## ページ抜粋
------------------------------------------------------------

私はこのように聞いた。あるとき世尊は比丘たちとともにコーサラ国に遊行し、ヴェールドヴァーラという名のコーサラ国のバラモンの村へ入られた。
そこで、彼らヴェールドヴァーラのバラモンたちは聞いた。
「友らよ、釈迦族の子弟であり、釈迦族の家より出家したゴータマが、比丘たちとともにコーサラ国に遊行し、ヴェールドヴァーラへ到達した。
その尊者ゴータマへ、以下のような賞賛の声があがっている。
『彼は世尊なり。応供、正等覚、明行足、善逝、世間解、無上士、調御丈夫、天人師、仏、世尊なり』と。彼は、この世、梵天界を含む世界、また、沙門とバラモン、王とその民を含む人々を自らよく知り、悟り、導き説く。
彼の説法は、始めよく、半ばよく、終わりよく、意義をそなえ法にそくして示され、完全に円満し清浄な梵行を説く。実にこのような阿羅漢たちとまみえることは素晴らしいことだと。
そこでかれらヴェールドヴァーラのバラモンたちは、世尊のもとへ近づいた。
近づいて、あるものたちは世尊へ礼拝して一方に坐った。
またあるものたちは世尊と挨拶し、慶賀の言葉を交わしてから一方へ坐った。
あるものたちは世尊のもとへ合掌を向けて一方に坐った。
あるものたちは、釈尊の面前で名前を告げて一方へ坐った。

------------------------------------------------------------

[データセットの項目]
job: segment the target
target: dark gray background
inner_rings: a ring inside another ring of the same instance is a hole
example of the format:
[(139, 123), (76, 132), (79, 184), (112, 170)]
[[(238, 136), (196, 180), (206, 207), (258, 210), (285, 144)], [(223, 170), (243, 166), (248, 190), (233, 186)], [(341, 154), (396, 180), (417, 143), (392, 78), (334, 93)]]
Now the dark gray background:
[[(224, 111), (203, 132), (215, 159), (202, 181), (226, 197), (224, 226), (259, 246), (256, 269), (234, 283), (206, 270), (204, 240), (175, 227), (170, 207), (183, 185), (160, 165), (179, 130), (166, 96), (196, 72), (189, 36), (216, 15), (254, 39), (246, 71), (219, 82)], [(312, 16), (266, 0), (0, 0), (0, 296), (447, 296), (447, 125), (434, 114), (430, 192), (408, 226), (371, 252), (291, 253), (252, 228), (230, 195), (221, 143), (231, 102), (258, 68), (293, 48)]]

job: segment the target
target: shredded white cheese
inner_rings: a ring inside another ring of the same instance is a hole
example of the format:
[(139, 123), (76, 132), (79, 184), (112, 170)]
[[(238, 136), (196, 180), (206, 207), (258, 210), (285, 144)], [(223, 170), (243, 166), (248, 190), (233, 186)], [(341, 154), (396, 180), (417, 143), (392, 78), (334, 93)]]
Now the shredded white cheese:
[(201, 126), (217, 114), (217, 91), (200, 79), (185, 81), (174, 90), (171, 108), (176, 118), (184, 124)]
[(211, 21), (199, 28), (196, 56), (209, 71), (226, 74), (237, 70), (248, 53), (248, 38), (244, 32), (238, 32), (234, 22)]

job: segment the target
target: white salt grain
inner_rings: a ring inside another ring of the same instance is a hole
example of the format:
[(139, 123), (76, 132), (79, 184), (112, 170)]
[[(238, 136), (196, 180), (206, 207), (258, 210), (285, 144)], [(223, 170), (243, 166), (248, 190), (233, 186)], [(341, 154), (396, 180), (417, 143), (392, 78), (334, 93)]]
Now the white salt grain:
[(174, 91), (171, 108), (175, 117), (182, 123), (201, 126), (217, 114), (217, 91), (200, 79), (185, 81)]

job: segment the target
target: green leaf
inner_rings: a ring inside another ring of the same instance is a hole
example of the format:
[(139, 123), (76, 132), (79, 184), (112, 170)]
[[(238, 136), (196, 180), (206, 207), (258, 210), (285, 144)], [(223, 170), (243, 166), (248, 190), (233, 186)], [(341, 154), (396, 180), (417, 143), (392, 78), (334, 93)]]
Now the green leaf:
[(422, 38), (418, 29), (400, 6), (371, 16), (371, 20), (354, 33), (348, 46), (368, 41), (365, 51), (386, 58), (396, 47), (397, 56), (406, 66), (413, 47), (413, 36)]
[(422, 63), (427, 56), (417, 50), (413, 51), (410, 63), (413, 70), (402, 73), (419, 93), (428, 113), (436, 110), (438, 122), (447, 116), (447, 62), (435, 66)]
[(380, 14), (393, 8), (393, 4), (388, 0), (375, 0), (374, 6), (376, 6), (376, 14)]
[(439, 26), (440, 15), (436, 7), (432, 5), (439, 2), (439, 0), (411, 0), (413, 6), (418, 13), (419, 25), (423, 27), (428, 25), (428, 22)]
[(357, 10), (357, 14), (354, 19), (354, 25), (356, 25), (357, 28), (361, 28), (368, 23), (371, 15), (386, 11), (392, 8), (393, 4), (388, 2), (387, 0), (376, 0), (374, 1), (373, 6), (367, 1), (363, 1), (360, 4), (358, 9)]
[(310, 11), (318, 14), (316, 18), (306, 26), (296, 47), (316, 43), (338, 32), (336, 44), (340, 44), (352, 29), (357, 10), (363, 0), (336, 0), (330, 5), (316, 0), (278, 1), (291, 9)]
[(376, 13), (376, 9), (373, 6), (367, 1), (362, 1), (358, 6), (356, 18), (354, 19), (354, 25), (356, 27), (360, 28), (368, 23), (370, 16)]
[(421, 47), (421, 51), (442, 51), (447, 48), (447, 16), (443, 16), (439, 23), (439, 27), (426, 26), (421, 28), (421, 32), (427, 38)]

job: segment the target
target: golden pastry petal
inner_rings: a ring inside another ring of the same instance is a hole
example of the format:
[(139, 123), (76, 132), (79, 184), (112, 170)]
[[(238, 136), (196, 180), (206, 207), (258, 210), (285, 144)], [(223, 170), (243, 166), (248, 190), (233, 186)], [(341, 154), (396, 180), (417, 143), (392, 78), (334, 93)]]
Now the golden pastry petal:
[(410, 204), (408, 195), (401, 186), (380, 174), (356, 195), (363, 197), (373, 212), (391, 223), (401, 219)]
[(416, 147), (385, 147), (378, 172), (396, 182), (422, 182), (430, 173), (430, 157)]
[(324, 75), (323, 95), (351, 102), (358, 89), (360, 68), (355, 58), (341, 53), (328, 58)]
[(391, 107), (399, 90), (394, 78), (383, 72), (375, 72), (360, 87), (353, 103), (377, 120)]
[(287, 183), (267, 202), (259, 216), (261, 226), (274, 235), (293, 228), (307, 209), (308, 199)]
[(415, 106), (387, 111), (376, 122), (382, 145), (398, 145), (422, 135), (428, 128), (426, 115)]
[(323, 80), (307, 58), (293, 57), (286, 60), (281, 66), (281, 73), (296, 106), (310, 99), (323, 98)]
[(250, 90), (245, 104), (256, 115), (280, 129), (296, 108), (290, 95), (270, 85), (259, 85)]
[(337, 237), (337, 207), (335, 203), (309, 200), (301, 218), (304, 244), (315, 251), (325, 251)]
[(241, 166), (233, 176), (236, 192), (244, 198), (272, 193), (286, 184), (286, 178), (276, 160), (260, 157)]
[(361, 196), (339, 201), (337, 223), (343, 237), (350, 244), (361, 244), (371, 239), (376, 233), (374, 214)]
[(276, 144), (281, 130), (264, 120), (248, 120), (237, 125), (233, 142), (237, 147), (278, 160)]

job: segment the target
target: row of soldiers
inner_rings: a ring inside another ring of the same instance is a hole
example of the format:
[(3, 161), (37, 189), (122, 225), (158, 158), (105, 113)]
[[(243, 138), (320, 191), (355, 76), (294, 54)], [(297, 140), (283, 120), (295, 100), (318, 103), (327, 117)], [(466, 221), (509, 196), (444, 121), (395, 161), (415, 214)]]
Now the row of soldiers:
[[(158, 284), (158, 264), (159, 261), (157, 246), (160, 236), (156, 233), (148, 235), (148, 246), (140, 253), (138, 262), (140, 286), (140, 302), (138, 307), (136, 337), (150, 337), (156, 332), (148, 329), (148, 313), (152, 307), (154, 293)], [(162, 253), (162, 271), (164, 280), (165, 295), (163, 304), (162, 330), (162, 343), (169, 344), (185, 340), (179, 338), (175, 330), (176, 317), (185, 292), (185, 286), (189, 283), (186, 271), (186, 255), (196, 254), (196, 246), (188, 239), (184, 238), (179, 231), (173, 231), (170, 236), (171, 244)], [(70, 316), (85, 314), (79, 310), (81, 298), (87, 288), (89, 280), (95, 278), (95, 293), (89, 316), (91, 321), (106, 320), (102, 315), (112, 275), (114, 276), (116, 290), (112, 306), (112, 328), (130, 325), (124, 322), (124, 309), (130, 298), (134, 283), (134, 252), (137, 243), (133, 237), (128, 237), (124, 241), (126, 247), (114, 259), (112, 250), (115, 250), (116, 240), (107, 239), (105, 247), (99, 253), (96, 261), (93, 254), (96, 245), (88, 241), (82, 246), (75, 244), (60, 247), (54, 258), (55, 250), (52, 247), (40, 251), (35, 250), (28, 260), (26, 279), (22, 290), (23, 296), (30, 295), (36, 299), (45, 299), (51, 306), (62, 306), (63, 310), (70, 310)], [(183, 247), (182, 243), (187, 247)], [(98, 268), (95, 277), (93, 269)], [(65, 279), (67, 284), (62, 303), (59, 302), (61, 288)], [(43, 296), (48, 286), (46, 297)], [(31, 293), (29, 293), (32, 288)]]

------------------------------------------------------------

## 課題
1. ページ抜粋をもとに、次の問いに答えよ。
(a) 世尊が比丘たちとともに遊行した国はどこか。
(b) ゴータマはどの家から出家したとされているか。
(c) 世尊の面前で名前を告げたものたちは、その後どうしたか。
2. ページ抜粋の「そこでかれらヴェールドヴァーラのバラモンたちは、世尊のもとへ近づいた。」という文を英語に訳せ。
項目は使わなくてよい。

## 解答
1.
(a) コーサラ国
(b) 釈迦族の家
(c) 一方へ坐った。

2. Then those brahmins of Veludvara approached the Blessed One.